▸ Selected passage
◇ ◇ ◇

There are 133 species and subspecies of deciduous and evergreen trees native to the Commonwealth of Pennsylvania. Native plants are part of our natural heritage and future. William Penn described the forests of Pennsylvania as “the natural produce of the country.”
The following websites can assist you in learn more about native trees and plants.
Common Trees of Pennsylvania – a DCNR Forestry website that can teach you how to identify the common native trees of Pennsylvania
Drive down any road in the region and you will probably find non-native plant species beginning to invade our forests, stream corridors, meadows, and yes, even the ornamental landscapes at your home. When was the last time you walked your property and wondered why there seems to be plants that are taking over? Your property may already have been invaded by an “exotic invasive” plant or you might have even accidentally planted some in your landscape that will soon escape and invade a nearby forest or stream. As good stewards we need to become more aware of the impact these non-native invasive species have on our local environment and learn to identify and properly control these species before they completely take over an area.
It is really just another name for a noxious environmental weed pest that was introduced from other continents and has escaped cultivation causing serious harm to native habitats for insects and wildlife. Before you start tearing out all your landscape plants, you must know that NOT all non-native plants are invasive and there are some native plants that have a tendency to become invasive (especially on disturbed sites). In order for a plant to be considered “invasive”, it usually grows aggressively (on various sites and growing conditions), spreads quickly (by seed, rhizomes, or cuttings), lacks natural predators, pathogens and parasites, and displaces native plants.

◇ ◇ ◇

Saved entries
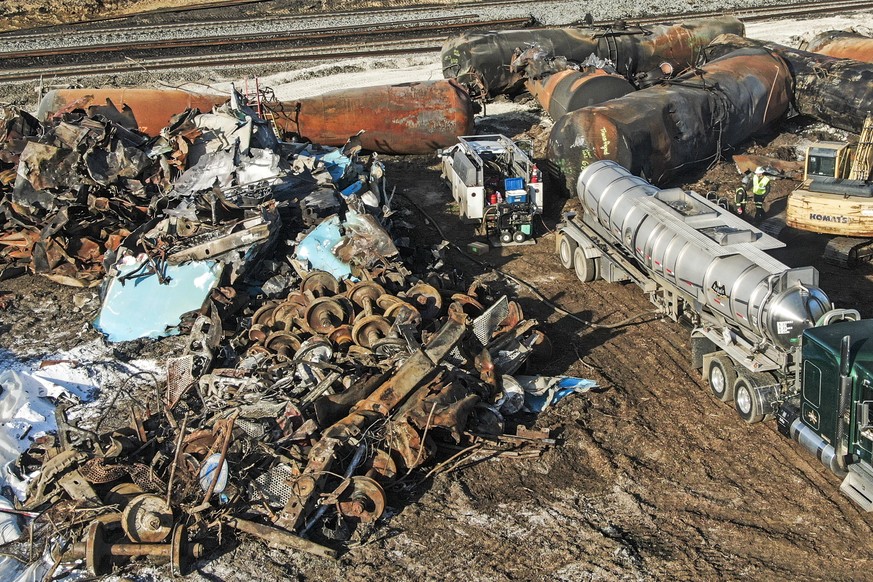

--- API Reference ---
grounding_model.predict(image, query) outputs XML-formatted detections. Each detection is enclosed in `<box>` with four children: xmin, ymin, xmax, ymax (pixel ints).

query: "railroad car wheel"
<box><xmin>734</xmin><ymin>375</ymin><xmax>765</xmax><ymax>424</ymax></box>
<box><xmin>558</xmin><ymin>235</ymin><xmax>573</xmax><ymax>269</ymax></box>
<box><xmin>573</xmin><ymin>247</ymin><xmax>597</xmax><ymax>283</ymax></box>
<box><xmin>706</xmin><ymin>355</ymin><xmax>737</xmax><ymax>402</ymax></box>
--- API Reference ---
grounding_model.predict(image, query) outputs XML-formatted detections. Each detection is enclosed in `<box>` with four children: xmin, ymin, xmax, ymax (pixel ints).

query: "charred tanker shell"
<box><xmin>441</xmin><ymin>16</ymin><xmax>745</xmax><ymax>97</ymax></box>
<box><xmin>276</xmin><ymin>81</ymin><xmax>473</xmax><ymax>154</ymax></box>
<box><xmin>549</xmin><ymin>48</ymin><xmax>791</xmax><ymax>192</ymax></box>
<box><xmin>706</xmin><ymin>35</ymin><xmax>873</xmax><ymax>133</ymax></box>
<box><xmin>512</xmin><ymin>45</ymin><xmax>636</xmax><ymax>119</ymax></box>
<box><xmin>803</xmin><ymin>30</ymin><xmax>873</xmax><ymax>63</ymax></box>
<box><xmin>38</xmin><ymin>81</ymin><xmax>473</xmax><ymax>154</ymax></box>
<box><xmin>36</xmin><ymin>88</ymin><xmax>228</xmax><ymax>137</ymax></box>
<box><xmin>525</xmin><ymin>67</ymin><xmax>634</xmax><ymax>119</ymax></box>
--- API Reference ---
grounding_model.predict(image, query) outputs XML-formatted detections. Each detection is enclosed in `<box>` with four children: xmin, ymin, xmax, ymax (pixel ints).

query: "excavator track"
<box><xmin>822</xmin><ymin>236</ymin><xmax>873</xmax><ymax>269</ymax></box>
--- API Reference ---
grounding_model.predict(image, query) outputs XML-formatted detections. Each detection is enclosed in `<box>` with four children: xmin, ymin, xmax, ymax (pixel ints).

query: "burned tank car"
<box><xmin>556</xmin><ymin>160</ymin><xmax>873</xmax><ymax>511</ymax></box>
<box><xmin>548</xmin><ymin>48</ymin><xmax>792</xmax><ymax>193</ymax></box>
<box><xmin>801</xmin><ymin>30</ymin><xmax>873</xmax><ymax>63</ymax></box>
<box><xmin>706</xmin><ymin>35</ymin><xmax>873</xmax><ymax>133</ymax></box>
<box><xmin>441</xmin><ymin>16</ymin><xmax>745</xmax><ymax>98</ymax></box>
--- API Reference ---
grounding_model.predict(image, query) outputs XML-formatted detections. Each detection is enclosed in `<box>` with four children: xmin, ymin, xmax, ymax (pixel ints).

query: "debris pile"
<box><xmin>4</xmin><ymin>84</ymin><xmax>593</xmax><ymax>575</ymax></box>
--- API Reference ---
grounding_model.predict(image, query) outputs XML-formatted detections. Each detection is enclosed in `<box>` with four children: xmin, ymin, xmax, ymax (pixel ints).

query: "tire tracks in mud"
<box><xmin>504</xmin><ymin>258</ymin><xmax>870</xmax><ymax>579</ymax></box>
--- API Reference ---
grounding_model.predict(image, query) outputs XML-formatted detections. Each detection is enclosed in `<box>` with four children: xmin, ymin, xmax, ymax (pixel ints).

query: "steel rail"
<box><xmin>0</xmin><ymin>0</ymin><xmax>542</xmax><ymax>43</ymax></box>
<box><xmin>0</xmin><ymin>14</ymin><xmax>530</xmax><ymax>61</ymax></box>
<box><xmin>0</xmin><ymin>1</ymin><xmax>873</xmax><ymax>82</ymax></box>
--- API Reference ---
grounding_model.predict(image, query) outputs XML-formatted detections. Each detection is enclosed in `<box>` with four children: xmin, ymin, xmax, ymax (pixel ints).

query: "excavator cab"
<box><xmin>803</xmin><ymin>141</ymin><xmax>852</xmax><ymax>180</ymax></box>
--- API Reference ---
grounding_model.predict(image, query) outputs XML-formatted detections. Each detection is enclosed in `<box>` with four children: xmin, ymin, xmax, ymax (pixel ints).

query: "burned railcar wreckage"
<box><xmin>0</xmin><ymin>84</ymin><xmax>594</xmax><ymax>576</ymax></box>
<box><xmin>37</xmin><ymin>80</ymin><xmax>474</xmax><ymax>154</ymax></box>
<box><xmin>706</xmin><ymin>35</ymin><xmax>873</xmax><ymax>133</ymax></box>
<box><xmin>549</xmin><ymin>48</ymin><xmax>792</xmax><ymax>192</ymax></box>
<box><xmin>441</xmin><ymin>16</ymin><xmax>744</xmax><ymax>98</ymax></box>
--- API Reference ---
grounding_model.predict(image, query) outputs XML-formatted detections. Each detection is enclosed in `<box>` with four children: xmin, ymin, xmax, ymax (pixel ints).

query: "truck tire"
<box><xmin>558</xmin><ymin>234</ymin><xmax>573</xmax><ymax>269</ymax></box>
<box><xmin>734</xmin><ymin>373</ymin><xmax>773</xmax><ymax>424</ymax></box>
<box><xmin>573</xmin><ymin>247</ymin><xmax>597</xmax><ymax>283</ymax></box>
<box><xmin>706</xmin><ymin>354</ymin><xmax>737</xmax><ymax>402</ymax></box>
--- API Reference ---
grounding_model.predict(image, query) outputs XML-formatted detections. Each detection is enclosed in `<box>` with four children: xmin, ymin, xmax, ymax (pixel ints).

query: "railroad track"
<box><xmin>0</xmin><ymin>0</ymin><xmax>873</xmax><ymax>82</ymax></box>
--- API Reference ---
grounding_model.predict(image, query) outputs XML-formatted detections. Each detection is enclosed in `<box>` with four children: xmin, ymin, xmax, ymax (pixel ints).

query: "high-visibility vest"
<box><xmin>752</xmin><ymin>174</ymin><xmax>770</xmax><ymax>196</ymax></box>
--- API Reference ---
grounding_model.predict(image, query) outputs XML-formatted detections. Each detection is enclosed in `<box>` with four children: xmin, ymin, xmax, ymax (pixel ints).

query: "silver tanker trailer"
<box><xmin>556</xmin><ymin>160</ymin><xmax>873</xmax><ymax>511</ymax></box>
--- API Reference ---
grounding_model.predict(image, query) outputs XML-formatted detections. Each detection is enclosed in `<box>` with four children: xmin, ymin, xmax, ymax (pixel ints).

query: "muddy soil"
<box><xmin>0</xmin><ymin>2</ymin><xmax>873</xmax><ymax>582</ymax></box>
<box><xmin>0</xmin><ymin>97</ymin><xmax>873</xmax><ymax>581</ymax></box>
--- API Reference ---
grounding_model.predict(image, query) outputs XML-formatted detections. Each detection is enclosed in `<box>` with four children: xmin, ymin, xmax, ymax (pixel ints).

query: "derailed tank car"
<box><xmin>548</xmin><ymin>48</ymin><xmax>791</xmax><ymax>192</ymax></box>
<box><xmin>441</xmin><ymin>16</ymin><xmax>745</xmax><ymax>98</ymax></box>
<box><xmin>800</xmin><ymin>30</ymin><xmax>873</xmax><ymax>63</ymax></box>
<box><xmin>37</xmin><ymin>80</ymin><xmax>474</xmax><ymax>154</ymax></box>
<box><xmin>557</xmin><ymin>161</ymin><xmax>873</xmax><ymax>511</ymax></box>
<box><xmin>706</xmin><ymin>35</ymin><xmax>873</xmax><ymax>133</ymax></box>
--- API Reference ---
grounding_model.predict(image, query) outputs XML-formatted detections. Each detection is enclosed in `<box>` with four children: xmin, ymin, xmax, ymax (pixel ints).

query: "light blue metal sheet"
<box><xmin>94</xmin><ymin>261</ymin><xmax>224</xmax><ymax>342</ymax></box>
<box><xmin>296</xmin><ymin>212</ymin><xmax>352</xmax><ymax>281</ymax></box>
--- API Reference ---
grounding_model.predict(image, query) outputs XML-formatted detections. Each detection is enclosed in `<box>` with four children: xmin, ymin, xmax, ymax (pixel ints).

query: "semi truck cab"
<box><xmin>778</xmin><ymin>320</ymin><xmax>873</xmax><ymax>511</ymax></box>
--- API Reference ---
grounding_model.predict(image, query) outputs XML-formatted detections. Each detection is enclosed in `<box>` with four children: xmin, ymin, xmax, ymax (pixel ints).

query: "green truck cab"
<box><xmin>778</xmin><ymin>320</ymin><xmax>873</xmax><ymax>511</ymax></box>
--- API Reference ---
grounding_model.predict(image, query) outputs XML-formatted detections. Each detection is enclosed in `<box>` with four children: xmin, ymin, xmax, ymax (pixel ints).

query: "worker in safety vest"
<box><xmin>743</xmin><ymin>166</ymin><xmax>770</xmax><ymax>222</ymax></box>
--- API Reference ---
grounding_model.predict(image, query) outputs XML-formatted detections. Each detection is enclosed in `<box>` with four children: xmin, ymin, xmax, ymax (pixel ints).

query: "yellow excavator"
<box><xmin>785</xmin><ymin>115</ymin><xmax>873</xmax><ymax>268</ymax></box>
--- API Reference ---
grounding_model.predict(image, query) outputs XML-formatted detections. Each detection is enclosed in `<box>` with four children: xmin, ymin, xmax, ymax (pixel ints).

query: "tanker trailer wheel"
<box><xmin>734</xmin><ymin>374</ymin><xmax>772</xmax><ymax>424</ymax></box>
<box><xmin>573</xmin><ymin>247</ymin><xmax>597</xmax><ymax>283</ymax></box>
<box><xmin>706</xmin><ymin>355</ymin><xmax>737</xmax><ymax>402</ymax></box>
<box><xmin>558</xmin><ymin>234</ymin><xmax>573</xmax><ymax>269</ymax></box>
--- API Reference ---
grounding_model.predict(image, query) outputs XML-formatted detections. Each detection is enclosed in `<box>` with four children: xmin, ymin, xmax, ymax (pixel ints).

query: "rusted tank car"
<box><xmin>801</xmin><ymin>30</ymin><xmax>873</xmax><ymax>63</ymax></box>
<box><xmin>441</xmin><ymin>16</ymin><xmax>745</xmax><ymax>97</ymax></box>
<box><xmin>525</xmin><ymin>67</ymin><xmax>635</xmax><ymax>119</ymax></box>
<box><xmin>38</xmin><ymin>81</ymin><xmax>473</xmax><ymax>154</ymax></box>
<box><xmin>511</xmin><ymin>45</ymin><xmax>636</xmax><ymax>119</ymax></box>
<box><xmin>548</xmin><ymin>48</ymin><xmax>791</xmax><ymax>192</ymax></box>
<box><xmin>276</xmin><ymin>81</ymin><xmax>473</xmax><ymax>154</ymax></box>
<box><xmin>706</xmin><ymin>35</ymin><xmax>873</xmax><ymax>133</ymax></box>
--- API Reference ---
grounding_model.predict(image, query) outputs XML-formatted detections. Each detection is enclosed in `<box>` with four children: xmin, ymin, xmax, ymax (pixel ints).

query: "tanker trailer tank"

◇ ◇ ◇

▸ Instructions for the task
Please copy, word for word, the stretch of the Pennsylvania trees passage that opens with the words "Common Trees of" and closes with "over an area.".

▸ Completed exercise
Common Trees of Pennsylvania – a DCNR Forestry website that can teach you how to identify the common native trees of Pennsylvania
Drive down any road in the region and you will probably find non-native plant species beginning to invade our forests, stream corridors, meadows, and yes, even the ornamental landscapes at your home. When was the last time you walked your property and wondered why there seems to be plants that are taking over? Your property may already have been invaded by an “exotic invasive” plant or you might have even accidentally planted some in your landscape that will soon escape and invade a nearby forest or stream. As good stewards we need to become more aware of the impact these non-native invasive species have on our local environment and learn to identify and properly control these species before they completely take over an area.